■ EXERCISE PROMPT:
Which lines of the listing below contain the word "innermost"? Show each of them in full.

■ DATASET:
-- Start --

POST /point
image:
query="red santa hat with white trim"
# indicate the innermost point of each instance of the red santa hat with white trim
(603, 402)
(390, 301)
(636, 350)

-- End --
-- Start --

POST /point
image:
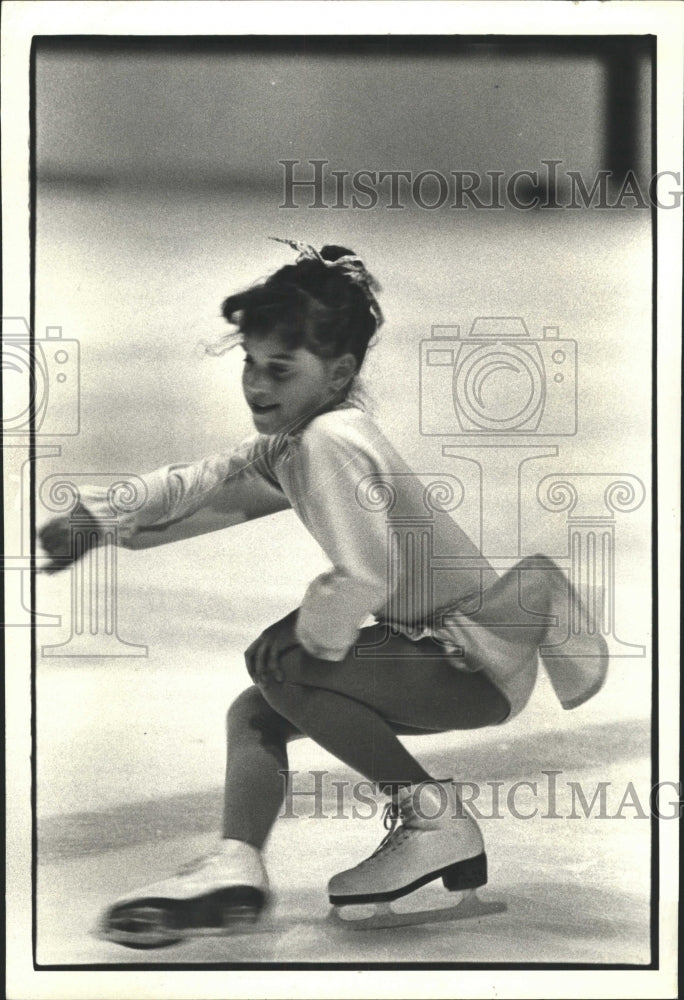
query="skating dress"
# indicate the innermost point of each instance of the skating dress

-- End --

■ ANSWER TO THIS PROBLEM:
# indicate the innermost point of each instance of the red santa hat with white trim
# indicate the innermost point of each instance of the skating dress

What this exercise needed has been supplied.